Write out everything from the line containing "Detect all instances of tree canopy." down to the end of the material, both ends included. Leave the pictures out.
* * * * * * *
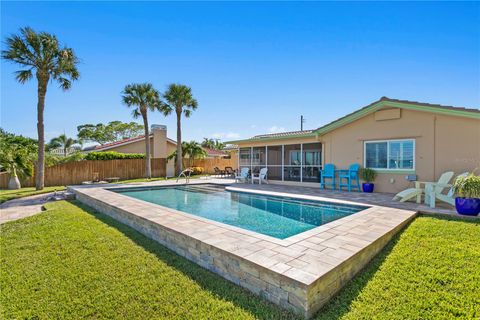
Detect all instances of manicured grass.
[0,201,480,319]
[0,186,65,203]
[0,201,291,319]
[317,216,480,320]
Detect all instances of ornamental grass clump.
[453,173,480,199]
[360,168,377,183]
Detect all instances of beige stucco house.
[229,97,480,193]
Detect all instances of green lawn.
[0,186,65,203]
[0,201,480,319]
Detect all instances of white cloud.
[268,126,285,133]
[211,132,240,139]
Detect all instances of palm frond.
[15,69,33,84]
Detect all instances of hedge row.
[85,151,145,160]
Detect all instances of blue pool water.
[115,184,367,239]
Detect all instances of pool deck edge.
[69,181,416,318]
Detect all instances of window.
[364,139,415,170]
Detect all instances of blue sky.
[0,1,480,144]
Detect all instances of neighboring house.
[83,125,228,177]
[48,147,81,157]
[229,97,480,192]
[202,147,229,159]
[83,124,177,177]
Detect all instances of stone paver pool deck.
[70,179,416,318]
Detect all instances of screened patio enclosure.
[238,142,322,182]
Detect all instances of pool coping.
[69,181,416,318]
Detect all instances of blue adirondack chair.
[320,163,335,190]
[338,163,360,191]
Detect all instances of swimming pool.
[112,184,368,239]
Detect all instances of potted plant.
[453,173,480,216]
[360,168,377,193]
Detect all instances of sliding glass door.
[238,143,322,182]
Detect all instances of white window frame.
[363,138,417,172]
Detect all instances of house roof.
[226,97,480,144]
[202,147,227,157]
[252,130,313,140]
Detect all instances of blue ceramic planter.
[455,197,480,216]
[362,182,375,193]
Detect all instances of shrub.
[360,168,377,183]
[453,173,480,198]
[190,167,204,174]
[85,151,145,160]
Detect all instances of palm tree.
[2,27,80,190]
[48,134,80,157]
[202,138,215,149]
[182,141,207,167]
[161,83,198,175]
[122,83,161,179]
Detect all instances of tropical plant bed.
[0,201,480,319]
[0,186,65,203]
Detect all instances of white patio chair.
[393,171,454,204]
[425,172,469,208]
[252,168,268,184]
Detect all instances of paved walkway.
[0,192,57,224]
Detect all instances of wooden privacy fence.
[186,157,237,174]
[0,158,166,189]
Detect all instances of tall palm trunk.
[175,109,183,175]
[141,108,152,179]
[35,72,49,190]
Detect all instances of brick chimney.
[151,124,168,158]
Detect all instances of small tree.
[160,83,198,175]
[167,141,207,167]
[2,27,80,190]
[48,134,80,157]
[122,83,161,179]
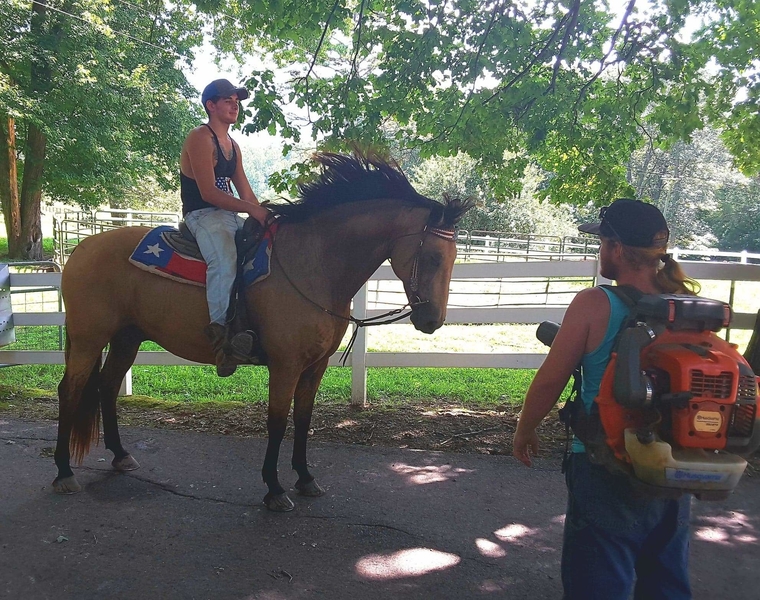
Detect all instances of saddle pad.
[129,223,279,287]
[129,225,206,287]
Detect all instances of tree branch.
[429,2,504,141]
[546,0,580,94]
[573,0,636,111]
[296,0,340,89]
[481,13,569,106]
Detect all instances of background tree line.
[0,0,760,258]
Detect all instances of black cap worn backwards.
[201,79,250,106]
[578,198,670,248]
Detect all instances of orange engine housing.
[596,329,758,462]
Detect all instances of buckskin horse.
[53,153,471,512]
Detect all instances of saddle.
[168,217,267,365]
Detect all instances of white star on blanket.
[143,244,164,258]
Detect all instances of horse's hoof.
[294,479,325,498]
[264,492,296,512]
[111,454,140,471]
[53,475,82,494]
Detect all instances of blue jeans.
[562,453,691,600]
[185,207,245,325]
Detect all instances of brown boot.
[204,323,253,377]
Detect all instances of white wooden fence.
[0,257,760,404]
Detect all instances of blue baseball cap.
[201,79,250,107]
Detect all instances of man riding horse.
[180,79,270,377]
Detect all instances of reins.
[272,216,456,367]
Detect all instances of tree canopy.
[211,0,760,203]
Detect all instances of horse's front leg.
[261,364,300,512]
[292,356,329,497]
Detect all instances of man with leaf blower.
[513,199,699,600]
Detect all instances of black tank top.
[179,123,237,216]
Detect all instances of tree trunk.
[0,115,21,256]
[8,0,51,260]
[14,123,47,260]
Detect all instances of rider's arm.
[512,288,604,466]
[232,140,269,225]
[184,127,263,217]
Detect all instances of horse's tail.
[66,335,103,464]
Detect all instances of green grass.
[0,365,535,406]
[0,237,54,262]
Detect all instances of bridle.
[272,209,457,366]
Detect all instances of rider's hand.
[248,204,272,226]
[512,425,539,467]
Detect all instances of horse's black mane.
[267,151,472,227]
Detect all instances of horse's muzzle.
[409,303,443,333]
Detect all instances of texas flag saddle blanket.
[129,223,279,287]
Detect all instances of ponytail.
[656,254,702,296]
[618,241,702,296]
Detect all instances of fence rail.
[0,258,760,404]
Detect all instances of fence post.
[351,283,369,406]
[119,369,132,396]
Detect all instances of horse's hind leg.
[261,363,298,512]
[100,327,145,471]
[53,337,100,494]
[291,357,329,497]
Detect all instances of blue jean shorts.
[562,453,691,600]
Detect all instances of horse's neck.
[278,201,427,308]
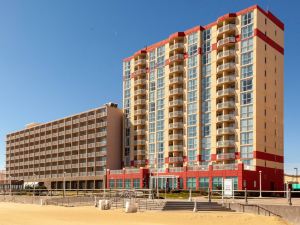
* * * * * * *
**TASK OUTPUT**:
Detect all instances of tree canopy.
[211,0,760,203]
Detect all instances of horse's front leg.
[261,364,300,512]
[292,356,329,497]
Detect all instances of man with leaf blower.
[513,199,699,600]
Detect all instances of black tank top.
[179,123,237,216]
Detect all instances of tree trunk.
[0,115,21,256]
[8,0,51,260]
[14,123,47,260]
Detect all instances of rider's arm.
[512,288,604,466]
[232,140,269,225]
[184,127,263,217]
Detect all instances of horse's tail.
[66,335,103,464]
Detect all instances of green grass.
[0,365,535,406]
[0,237,54,262]
Detect all instances of bridle.
[272,209,457,366]
Detect all instances of rider's hand.
[248,204,272,226]
[512,425,539,467]
Detect all instances of horse's black mane.
[267,151,472,227]
Detect all instances of horse's muzzle.
[409,303,443,333]
Detect all instances of texas flag saddle blanket.
[129,223,279,287]
Detect all instances of ponytail.
[656,254,702,296]
[618,241,702,296]
Detect all instances of fence rail.
[0,258,760,404]
Detect all instances of fence post.
[351,283,369,406]
[119,369,132,396]
Detect all instances of horse's hind leg.
[261,363,298,512]
[100,327,145,471]
[53,337,100,494]
[291,357,329,497]
Detect all instances of blue jean shorts.
[562,453,691,600]
Detect all instances of horse's neck.
[278,201,427,308]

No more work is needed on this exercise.